#### [INSTRUCTION]
Write out the rows below as a Markdown table with the columns "No." and "Content", giving each line its own number and skipping blank lines. Leave the pictures out.

--- Start ---

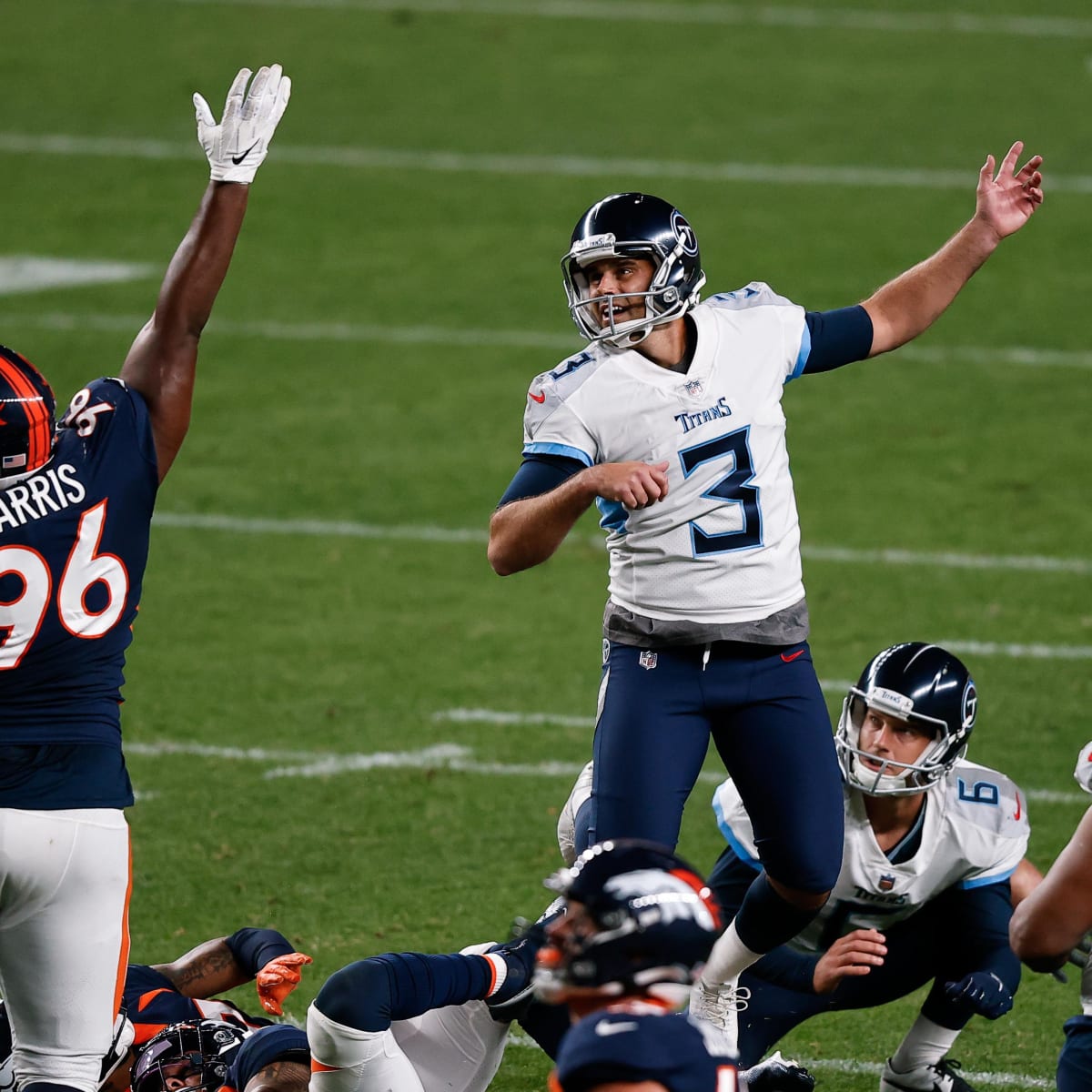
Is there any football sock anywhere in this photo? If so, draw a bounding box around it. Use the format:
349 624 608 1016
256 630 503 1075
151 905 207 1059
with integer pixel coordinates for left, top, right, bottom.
701 873 818 986
891 1016 959 1074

--- End ---

#### [RESULT FOR THIS TASK]
| No. | Content |
|---|---|
| 1 | Is there any football sock anywhere in this photo? If so, draw a bounding box around it. Use the format: |
| 2 | 349 624 608 1016 |
| 3 | 256 630 503 1075 |
| 4 | 151 905 207 1059 |
| 5 | with integer pixel coordinates for left, top, right, bottom. |
| 6 | 701 873 818 986 |
| 7 | 891 1016 959 1074 |